> _TEXT EXCERPT_:

I cannot think of any reason that this encrypted file path adds value for any customer of Perceptive. It appears to be in place to force end users to engage Perceptive for additional software and services to extract their documents. The content that is owned by my customer, not Perceptive, is effectively being held hostage by this encrypted file path.

Perceptive does sell an option called ImageNow Output Agent that can export mass documents and may help for exporting documents, but customers in this situation probably do not own this option.

A content lock is a fairly dangerous situation for users of document management systems. End users are left with a difficult or impossible situation if the manufacturer of the software goes out of business, gets acquired, or otherwise changes their plans to continue to support the software. My customer is in a little better position with Perceptive, but one that will require them to spend new money at a time they are trying to downsize their document management system expenditure.



Unlocking the encrypted file path in ImageWare

The good news for my customer and others in this situation is that there is a way to get their file path without engaging Perceptive or purchasing any other modules of ImageNow. They will, however, need the skills and time of a Javascript programmer.

ImageNow includes a scripting language called iScript. This is basically Javascript with some libraries specific to ImageNow. This scripting environment can access many or all of the objects stored in ImageNow.

A search of the ImageNow 6.x specific object documentation will find that the INLogicalObject provides information about the actual files stored in the file system. However, it does not contain any information about the file path. A little closer inspection under the hood of the object reveals that it does have a file path field and the value is not encrypted. It is a member of INLogicalObject. The following very simple example shows finding a single document and displaying its file type and unencrypted file path on the console.

> _THE PROBLEM_: Rewrite the part of the ImageNow text that opens with "ImageNow includes a" and closes with "stored in ImageNow.", changing "scripting language" to "programming language".

> _ITEMS_:
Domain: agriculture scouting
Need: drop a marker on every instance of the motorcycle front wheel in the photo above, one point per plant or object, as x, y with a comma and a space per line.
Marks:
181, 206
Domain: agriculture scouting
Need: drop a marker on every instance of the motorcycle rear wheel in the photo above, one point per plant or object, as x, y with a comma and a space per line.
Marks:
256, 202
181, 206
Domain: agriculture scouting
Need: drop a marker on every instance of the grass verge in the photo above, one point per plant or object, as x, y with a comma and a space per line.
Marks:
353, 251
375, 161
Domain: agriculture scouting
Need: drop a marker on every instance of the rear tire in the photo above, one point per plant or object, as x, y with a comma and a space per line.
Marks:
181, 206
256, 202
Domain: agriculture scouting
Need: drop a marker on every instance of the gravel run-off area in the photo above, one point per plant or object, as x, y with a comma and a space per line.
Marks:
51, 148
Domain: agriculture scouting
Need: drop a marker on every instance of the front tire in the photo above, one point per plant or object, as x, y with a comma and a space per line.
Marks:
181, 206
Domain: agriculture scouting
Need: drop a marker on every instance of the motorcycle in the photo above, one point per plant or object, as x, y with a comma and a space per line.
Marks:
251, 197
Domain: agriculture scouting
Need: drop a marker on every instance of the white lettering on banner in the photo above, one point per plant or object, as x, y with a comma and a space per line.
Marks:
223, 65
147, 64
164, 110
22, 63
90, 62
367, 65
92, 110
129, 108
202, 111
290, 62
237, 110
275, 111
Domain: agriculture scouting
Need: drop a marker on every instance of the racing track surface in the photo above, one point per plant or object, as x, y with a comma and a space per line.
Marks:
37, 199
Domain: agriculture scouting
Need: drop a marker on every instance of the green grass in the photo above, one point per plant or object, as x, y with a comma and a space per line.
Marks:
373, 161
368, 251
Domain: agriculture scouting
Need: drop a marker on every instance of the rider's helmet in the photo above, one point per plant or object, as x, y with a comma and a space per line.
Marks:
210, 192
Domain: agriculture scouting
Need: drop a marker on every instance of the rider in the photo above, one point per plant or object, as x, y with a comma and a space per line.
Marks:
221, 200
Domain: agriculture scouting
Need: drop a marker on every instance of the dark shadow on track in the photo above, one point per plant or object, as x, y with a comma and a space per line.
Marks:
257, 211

---

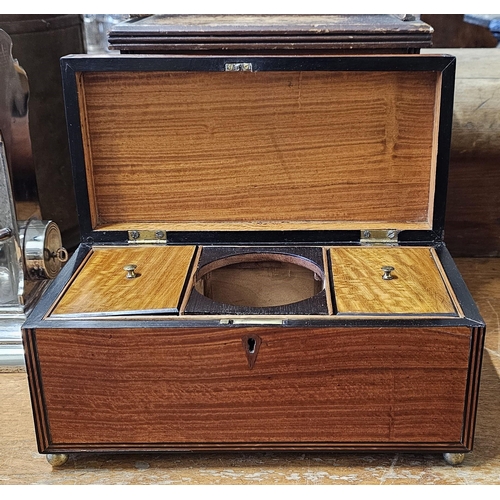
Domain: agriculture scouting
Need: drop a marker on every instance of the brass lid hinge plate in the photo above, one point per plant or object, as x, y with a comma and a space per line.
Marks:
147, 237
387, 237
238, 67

> _RESPONSE TO THE EXERCISE_:
ImageNow includes a programming language called iScript. This is basically Javascript with some libraries specific to ImageNow. This scripting environment can access many or all of the objects stored in ImageNow.